→ Work required:
The lines from the one containing "Where can the tall" through the last one in the data: please copy those exactly, and only those, without the pictures.

Stored items from a collection:
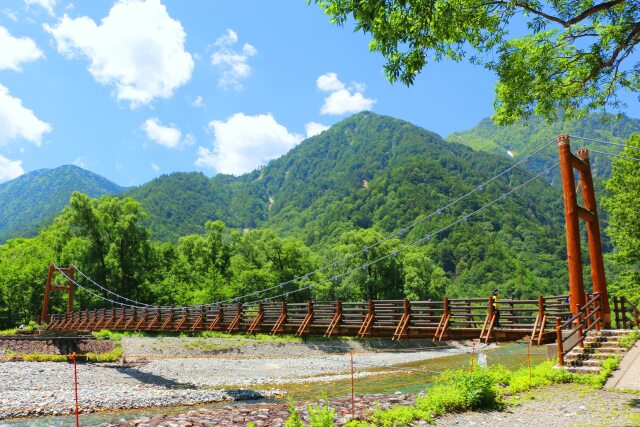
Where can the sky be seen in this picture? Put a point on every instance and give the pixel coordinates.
(133, 89)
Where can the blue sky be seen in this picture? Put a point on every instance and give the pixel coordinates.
(133, 89)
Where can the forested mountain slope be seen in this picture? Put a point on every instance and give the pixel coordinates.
(519, 139)
(30, 201)
(371, 171)
(366, 170)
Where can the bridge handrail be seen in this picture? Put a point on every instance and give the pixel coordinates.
(582, 325)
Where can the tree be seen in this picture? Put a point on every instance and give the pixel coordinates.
(111, 240)
(624, 221)
(574, 55)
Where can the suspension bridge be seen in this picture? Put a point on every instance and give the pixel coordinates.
(559, 318)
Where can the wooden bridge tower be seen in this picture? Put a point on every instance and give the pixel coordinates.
(51, 287)
(589, 213)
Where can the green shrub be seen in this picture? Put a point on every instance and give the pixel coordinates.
(294, 419)
(477, 388)
(628, 340)
(321, 416)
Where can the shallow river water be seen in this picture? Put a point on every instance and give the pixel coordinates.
(406, 378)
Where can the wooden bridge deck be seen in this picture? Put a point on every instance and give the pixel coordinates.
(449, 319)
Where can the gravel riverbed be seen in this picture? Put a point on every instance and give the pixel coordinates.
(187, 371)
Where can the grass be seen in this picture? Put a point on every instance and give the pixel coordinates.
(627, 341)
(459, 391)
(202, 345)
(111, 356)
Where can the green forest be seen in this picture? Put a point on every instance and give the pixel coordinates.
(186, 239)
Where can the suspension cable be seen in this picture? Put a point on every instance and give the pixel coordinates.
(600, 141)
(615, 155)
(414, 243)
(142, 304)
(401, 232)
(91, 292)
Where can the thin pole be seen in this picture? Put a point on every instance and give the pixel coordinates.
(529, 361)
(559, 341)
(353, 403)
(473, 354)
(72, 356)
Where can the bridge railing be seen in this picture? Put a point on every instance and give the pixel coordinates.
(454, 318)
(571, 332)
(625, 314)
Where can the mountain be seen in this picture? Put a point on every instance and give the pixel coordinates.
(368, 169)
(372, 171)
(523, 138)
(32, 200)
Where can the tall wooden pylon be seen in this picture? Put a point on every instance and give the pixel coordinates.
(588, 213)
(51, 287)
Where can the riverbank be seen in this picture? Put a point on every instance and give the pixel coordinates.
(560, 405)
(160, 372)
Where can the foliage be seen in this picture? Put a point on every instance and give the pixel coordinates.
(409, 172)
(483, 388)
(110, 356)
(522, 138)
(294, 419)
(34, 199)
(623, 205)
(573, 56)
(321, 416)
(628, 340)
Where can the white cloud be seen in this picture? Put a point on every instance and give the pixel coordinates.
(16, 50)
(314, 128)
(233, 62)
(168, 136)
(17, 121)
(243, 143)
(329, 82)
(80, 161)
(10, 14)
(342, 99)
(10, 169)
(138, 48)
(198, 102)
(48, 5)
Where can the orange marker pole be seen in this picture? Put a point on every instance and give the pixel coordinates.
(72, 356)
(353, 403)
(529, 361)
(473, 354)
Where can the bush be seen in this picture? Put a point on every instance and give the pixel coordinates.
(477, 388)
(628, 340)
(321, 416)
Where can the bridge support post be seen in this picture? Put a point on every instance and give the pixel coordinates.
(588, 213)
(574, 257)
(593, 233)
(44, 314)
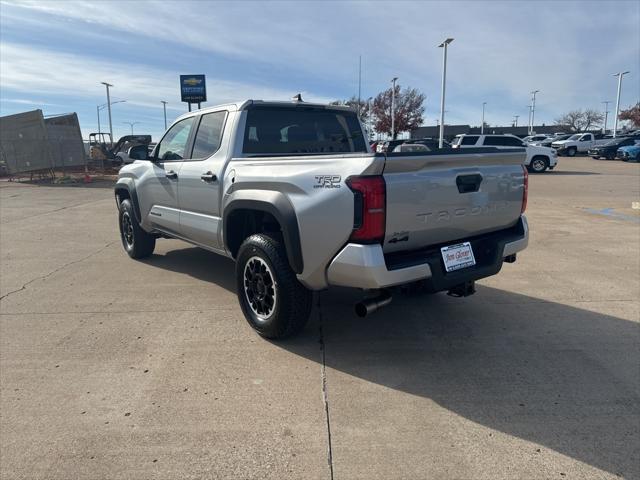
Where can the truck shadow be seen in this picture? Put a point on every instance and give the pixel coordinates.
(562, 377)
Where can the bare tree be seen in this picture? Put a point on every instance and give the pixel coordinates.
(408, 110)
(581, 120)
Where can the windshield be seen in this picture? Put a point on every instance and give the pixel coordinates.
(275, 130)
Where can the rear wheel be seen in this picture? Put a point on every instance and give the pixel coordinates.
(136, 242)
(538, 164)
(272, 299)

→ Written answer:
Where can the tall wooden pylon be seen in this picture? Put a point on every instance and give the pixel coordinates.
(588, 213)
(51, 287)
Where can the riverbank be seen in this picture? Put a point on every instance and give the pixel coordinates.
(560, 405)
(160, 372)
Where can the foliage be seen in this picture? Put a point on every instance and give the pixel coordinates.
(409, 172)
(483, 388)
(110, 356)
(522, 138)
(294, 419)
(34, 199)
(623, 205)
(573, 56)
(321, 416)
(628, 340)
Where can the white cloud be seen in this picture? Put a point on every instance and give the pixel coordinates.
(16, 50)
(314, 128)
(233, 62)
(168, 136)
(17, 121)
(243, 143)
(329, 82)
(80, 161)
(10, 14)
(342, 99)
(10, 169)
(138, 48)
(198, 102)
(48, 5)
Where can the orange marker pole be seen in this picture? Put a point on every instance and give the pixel coordinates.
(72, 356)
(353, 403)
(529, 361)
(473, 354)
Where can the bush be seen in this picture? Put a point on every instance and give the pixel coordinates.
(477, 388)
(628, 340)
(321, 416)
Where can the bridge support post be seen in this picture? Put a point on every instance and give the pixel coordinates.
(588, 213)
(574, 257)
(593, 233)
(44, 314)
Where can the truck shadow be seen in this picture? Put a point on every instance and give the pixel coordinates.
(562, 377)
Where can the bare tree be seen in this picture? Put a point on every instance and give the pixel coordinates.
(408, 110)
(581, 120)
Where can the windshield be seen in this picture? Put a point on every instance and give the pixel coordinates.
(275, 130)
Where can the rear wheel be seen in this picture? Put a point on every instance and give the pixel coordinates.
(136, 242)
(538, 164)
(272, 299)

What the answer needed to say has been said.